### Supplied records ###

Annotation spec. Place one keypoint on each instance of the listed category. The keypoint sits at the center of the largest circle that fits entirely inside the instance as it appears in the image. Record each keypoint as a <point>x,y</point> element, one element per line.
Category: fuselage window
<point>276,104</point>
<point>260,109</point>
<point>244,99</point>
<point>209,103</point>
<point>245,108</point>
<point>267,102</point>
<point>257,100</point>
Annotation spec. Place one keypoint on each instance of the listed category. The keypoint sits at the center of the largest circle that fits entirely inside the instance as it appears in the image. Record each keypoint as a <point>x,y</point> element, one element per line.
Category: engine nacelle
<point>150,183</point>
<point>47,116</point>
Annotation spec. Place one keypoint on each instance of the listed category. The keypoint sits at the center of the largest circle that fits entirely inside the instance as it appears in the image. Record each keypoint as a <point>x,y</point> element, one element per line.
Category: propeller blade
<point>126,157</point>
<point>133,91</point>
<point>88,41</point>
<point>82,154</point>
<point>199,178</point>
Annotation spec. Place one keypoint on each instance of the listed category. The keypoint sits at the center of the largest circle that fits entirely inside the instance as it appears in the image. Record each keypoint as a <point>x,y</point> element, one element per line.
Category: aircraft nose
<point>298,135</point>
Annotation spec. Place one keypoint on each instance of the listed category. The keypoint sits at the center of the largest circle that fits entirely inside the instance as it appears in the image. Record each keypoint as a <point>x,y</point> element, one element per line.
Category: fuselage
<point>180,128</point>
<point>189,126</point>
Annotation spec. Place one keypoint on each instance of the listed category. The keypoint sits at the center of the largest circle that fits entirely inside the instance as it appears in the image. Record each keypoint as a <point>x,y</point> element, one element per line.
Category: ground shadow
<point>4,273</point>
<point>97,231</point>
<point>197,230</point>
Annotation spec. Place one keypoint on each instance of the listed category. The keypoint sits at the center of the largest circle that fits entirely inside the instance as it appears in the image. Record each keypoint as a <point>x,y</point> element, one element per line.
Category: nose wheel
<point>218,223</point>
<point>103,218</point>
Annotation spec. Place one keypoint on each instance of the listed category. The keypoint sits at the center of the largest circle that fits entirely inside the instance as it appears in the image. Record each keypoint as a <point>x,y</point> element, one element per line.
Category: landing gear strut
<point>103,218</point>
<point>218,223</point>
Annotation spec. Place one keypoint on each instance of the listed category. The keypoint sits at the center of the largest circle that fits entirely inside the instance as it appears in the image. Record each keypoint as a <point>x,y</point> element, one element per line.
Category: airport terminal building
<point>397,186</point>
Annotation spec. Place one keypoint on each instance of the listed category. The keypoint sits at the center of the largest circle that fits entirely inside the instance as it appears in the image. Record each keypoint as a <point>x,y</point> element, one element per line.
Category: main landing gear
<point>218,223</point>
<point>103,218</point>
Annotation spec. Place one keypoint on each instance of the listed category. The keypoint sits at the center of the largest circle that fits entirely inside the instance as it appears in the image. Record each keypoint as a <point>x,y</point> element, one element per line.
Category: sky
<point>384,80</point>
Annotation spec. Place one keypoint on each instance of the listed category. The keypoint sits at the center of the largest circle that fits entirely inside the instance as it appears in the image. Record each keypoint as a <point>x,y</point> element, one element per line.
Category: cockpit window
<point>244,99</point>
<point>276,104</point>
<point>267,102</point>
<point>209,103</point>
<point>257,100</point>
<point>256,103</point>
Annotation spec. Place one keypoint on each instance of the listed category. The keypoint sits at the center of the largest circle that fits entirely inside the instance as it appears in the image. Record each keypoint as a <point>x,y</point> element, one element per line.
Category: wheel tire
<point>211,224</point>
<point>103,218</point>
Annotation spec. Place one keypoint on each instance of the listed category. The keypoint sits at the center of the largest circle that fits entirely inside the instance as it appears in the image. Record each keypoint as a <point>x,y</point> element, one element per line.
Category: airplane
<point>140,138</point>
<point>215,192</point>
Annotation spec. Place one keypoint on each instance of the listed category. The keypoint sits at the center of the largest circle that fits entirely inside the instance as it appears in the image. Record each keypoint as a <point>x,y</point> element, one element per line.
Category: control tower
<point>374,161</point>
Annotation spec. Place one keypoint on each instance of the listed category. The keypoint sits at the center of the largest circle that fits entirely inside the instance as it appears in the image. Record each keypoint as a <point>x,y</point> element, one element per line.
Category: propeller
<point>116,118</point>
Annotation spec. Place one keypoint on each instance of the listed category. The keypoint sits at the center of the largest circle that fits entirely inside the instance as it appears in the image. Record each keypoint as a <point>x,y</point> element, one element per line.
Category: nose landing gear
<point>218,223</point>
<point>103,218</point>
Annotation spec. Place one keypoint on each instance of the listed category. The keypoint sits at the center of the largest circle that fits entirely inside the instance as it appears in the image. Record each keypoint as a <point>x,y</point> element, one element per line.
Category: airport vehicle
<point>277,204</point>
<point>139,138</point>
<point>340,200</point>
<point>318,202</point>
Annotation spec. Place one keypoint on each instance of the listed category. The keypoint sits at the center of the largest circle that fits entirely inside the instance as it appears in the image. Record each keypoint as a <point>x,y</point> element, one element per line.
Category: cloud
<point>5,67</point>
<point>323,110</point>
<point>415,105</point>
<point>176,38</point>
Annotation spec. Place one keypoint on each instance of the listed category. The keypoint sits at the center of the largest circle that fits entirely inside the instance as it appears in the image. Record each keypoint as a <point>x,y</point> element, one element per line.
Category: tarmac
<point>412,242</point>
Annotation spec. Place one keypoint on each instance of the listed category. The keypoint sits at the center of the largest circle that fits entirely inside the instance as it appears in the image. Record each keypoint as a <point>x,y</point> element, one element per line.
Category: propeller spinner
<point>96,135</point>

###

=== What you are asked to do ===
Give back all the material, with each line exactly as it stands.

=== Written solution ===
Annotation spec. Place one keypoint on each instance of the listed category. The keypoint sits at the center of the largest circle that fits entirely inside the instance as it appears in the image. Record each keypoint as a <point>x,y</point> element, one element per line.
Category: fuselage window
<point>276,104</point>
<point>260,109</point>
<point>244,99</point>
<point>209,103</point>
<point>245,108</point>
<point>267,102</point>
<point>257,100</point>
Annotation spec. Place one keypoint on each instance of the listed category. The keypoint sits at the center of the largest circle that fits entirely inside the instance as it appears in the image. Record each keypoint as a <point>x,y</point> element, one element per line.
Category: engine nacelle
<point>150,183</point>
<point>47,116</point>
Annotation spec. Place one keypoint on each instance of the listed category. The keypoint sits at the center of the largest circle that fits entirely inside the instance as it appears in the image. Record each keypoint as a <point>x,y</point> element, one element per line.
Category: propeller blade
<point>126,157</point>
<point>133,91</point>
<point>88,41</point>
<point>82,154</point>
<point>199,178</point>
Annotation spec. Place one keypoint on each instance of the listed category. The keypoint sits at the center of the largest circle that fits entirely inside the instance as it appears in the image. Record each keypoint as a <point>x,y</point> element, one element per line.
Category: aircraft nose
<point>298,135</point>
Annotation spec. Place one keypoint on each instance of the listed category. The keypoint sits at the center of the largest circle that fits entirely inside the instance as it appears in the image. Record each keypoint as a <point>x,y</point> element, one element per line.
Category: fuselage
<point>180,128</point>
<point>189,126</point>
Annotation spec. Place one keypoint on each instance of the listed category. The keypoint sits at the center of the largest circle that fits entirely inside the instance as it appears in the image. Record each keypoint as a <point>x,y</point> element, one element per line.
Category: ground shadow
<point>4,273</point>
<point>97,231</point>
<point>197,230</point>
Annotation spec. Place one keypoint on each instance of the listed category. The keypoint sits at the center of the largest circle that fits entirely inside the instance as it appears in the image. Record each keypoint as a <point>x,y</point> element, one element per line.
Category: nose wheel
<point>218,223</point>
<point>103,218</point>
Annotation spec. Place one keypoint on each instance of the listed category. The keypoint sits at the center of the largest circle that fits entirely inside the instance as it appears in the image. Record each keypoint as a <point>x,y</point> element, one element per line.
Category: landing gear strut
<point>103,218</point>
<point>218,223</point>
Annotation spec. Place one keypoint on each instance of the listed category. The keypoint sits at the center of the largest circle that fits entirely inside the instance as it appears in the image. Record each keypoint as a <point>x,y</point> element, one element per line.
Category: airport terminal building
<point>397,186</point>
Annotation spec. Place one keypoint on each instance of the listed category. The keypoint sits at the center of the largest circle that fits entirely inside the instance as it appears in the image. Record each keypoint as a <point>x,y</point> element, one element per line.
Category: main landing gear
<point>218,223</point>
<point>103,218</point>
Annotation spec. Place one keypoint on each instance of the listed category. The keypoint sits at the center of the largest circle that fits entirely inside the instance as it appears in the image. Record each keypoint as a <point>x,y</point> element, one element per line.
Category: sky
<point>384,80</point>
Annotation spec. Place one keypoint on each instance of the listed category. The keypoint sits at the center of the largest circle that fits entirely inside the instance as it appears in the image. Record each keypoint as a <point>x,y</point> element, one element per line.
Category: cockpit window
<point>244,99</point>
<point>276,104</point>
<point>267,102</point>
<point>209,103</point>
<point>257,100</point>
<point>256,103</point>
Annotation spec. Place one keypoint on each instance of the listed category. The keypoint sits at the center of the largest circle that fits entirely inside the instance as it appears in the image. Record each keypoint as a <point>x,y</point> element, one element per line.
Category: wheel tire
<point>211,224</point>
<point>103,218</point>
Annotation spec. Place one keypoint on each instance of the listed category. The keypoint sits at the center of the largest circle that fits entirely inside the instance as it appears in the image. Record each keypoint as a <point>x,y</point> element, one element per line.
Category: airplane
<point>140,138</point>
<point>215,192</point>
Annotation spec. Place one keypoint on each instance of the listed category. The keypoint sits at the center of the largest circle that fits entirely inside the instance as it appears in the image. Record each keypoint as a <point>x,y</point> element, one element per line.
Category: control tower
<point>374,161</point>
Annotation spec. Place one keypoint on each instance of the listed category. The keypoint sits at the center of the largest circle that fits entirely inside the instance as it appears in the image. Record each keypoint as a <point>x,y</point> element, one element per line.
Category: propeller
<point>116,118</point>
Annotation spec. Place one keypoint on each instance of the listed category. The keypoint sits at the center of the largest circle that fits entirely inside the instance as it appears in the image. Record each keypoint as a <point>x,y</point> element, one element per line.
Category: nose landing gear
<point>218,223</point>
<point>103,218</point>
Annotation spec. Place one keypoint on each instance of the listed category. The keypoint sits at the center of the largest circle that fits entirely inside the instance as it appears in the image. Record each keypoint as a <point>x,y</point> element, one element per line.
Category: airport vehicle
<point>277,204</point>
<point>139,138</point>
<point>340,200</point>
<point>318,202</point>
Annotation spec. Place one keypoint on each instance of the listed category. The keypoint sits at the center of the largest circle that fits entirely inside the instance as it appears in the image. Record each keypoint as a <point>x,y</point> element, one element per line.
Category: cloud
<point>5,67</point>
<point>323,110</point>
<point>415,105</point>
<point>176,38</point>
Annotation spec. Place one keypoint on each instance of the listed category. The keypoint sits at the center of the largest circle that fits entirely inside the instance as it appears in the image. Record each keypoint as a <point>x,y</point> element, one element per line.
Category: tarmac
<point>412,242</point>
Annotation spec. Place one keypoint on each instance of the listed category. The keypoint sits at the center of the largest circle that fits entirely inside the instance as it appears in the image. Record each keypoint as a <point>x,y</point> element, one element per line.
Category: propeller spinner
<point>96,135</point>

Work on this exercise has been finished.